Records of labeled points
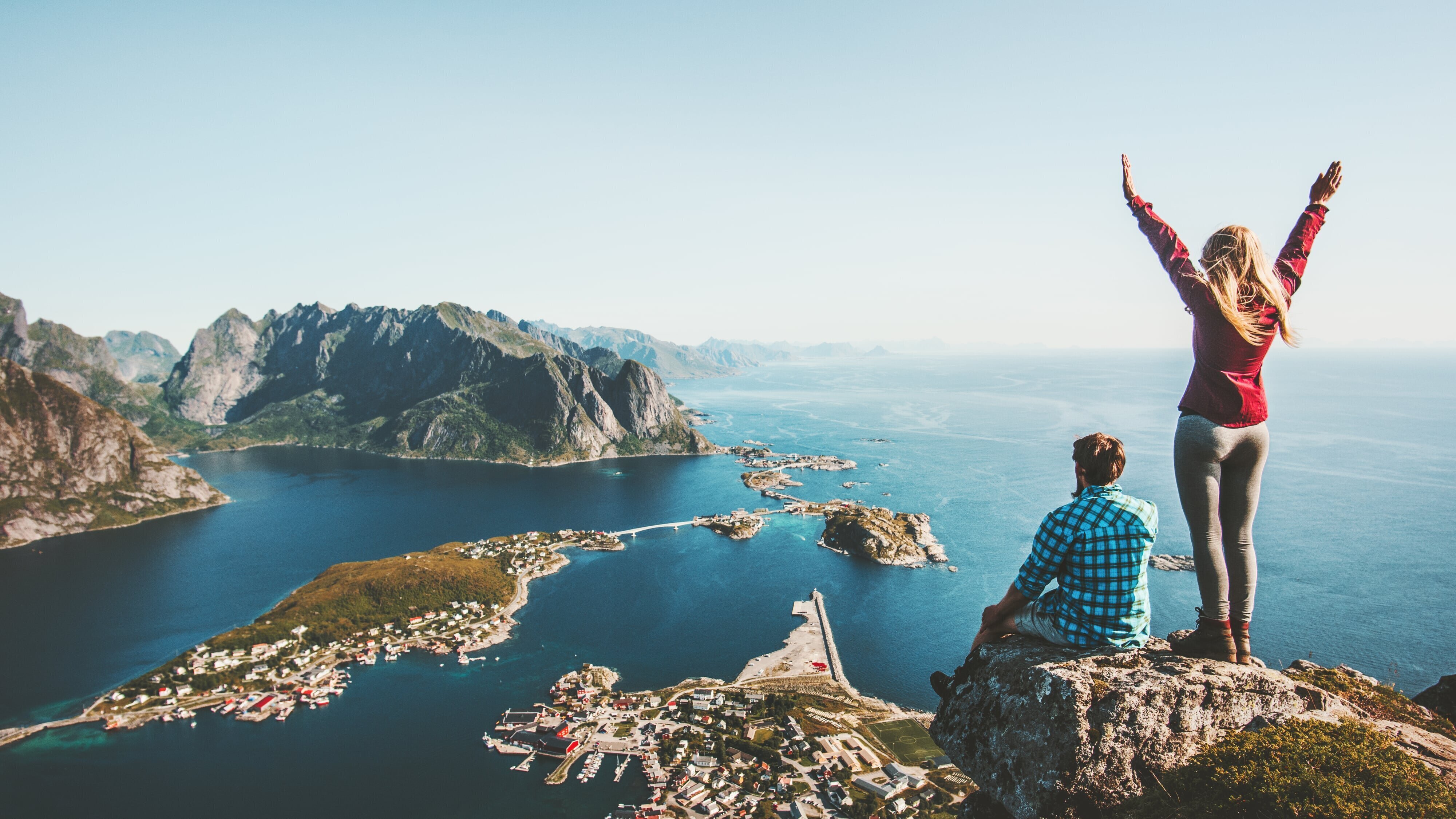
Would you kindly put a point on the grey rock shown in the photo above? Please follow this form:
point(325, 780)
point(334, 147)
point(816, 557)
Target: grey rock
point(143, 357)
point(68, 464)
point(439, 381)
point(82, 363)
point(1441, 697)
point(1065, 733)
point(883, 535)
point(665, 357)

--

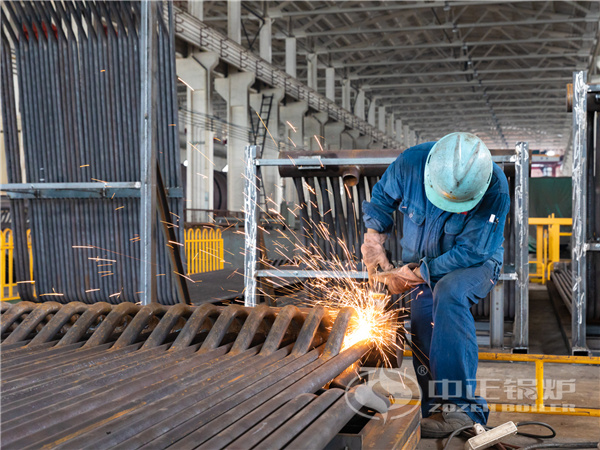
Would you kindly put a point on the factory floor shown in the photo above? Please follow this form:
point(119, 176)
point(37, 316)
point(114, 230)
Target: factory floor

**Written exercise**
Change "grey rock" to "granite boulder" throughout the lines that begin at the one containing "Would you kindly put a point on the grey" and stop after the one containing "point(665, 357)". Return only those lines, with nothing else altered.

**Output for this task**
Would you kindly put a point on the granite boulder shown in the photo above? Please follow this form:
point(325, 780)
point(334, 147)
point(816, 557)
Target: granite boulder
point(143, 357)
point(68, 464)
point(439, 381)
point(82, 363)
point(1441, 697)
point(1065, 733)
point(883, 535)
point(665, 357)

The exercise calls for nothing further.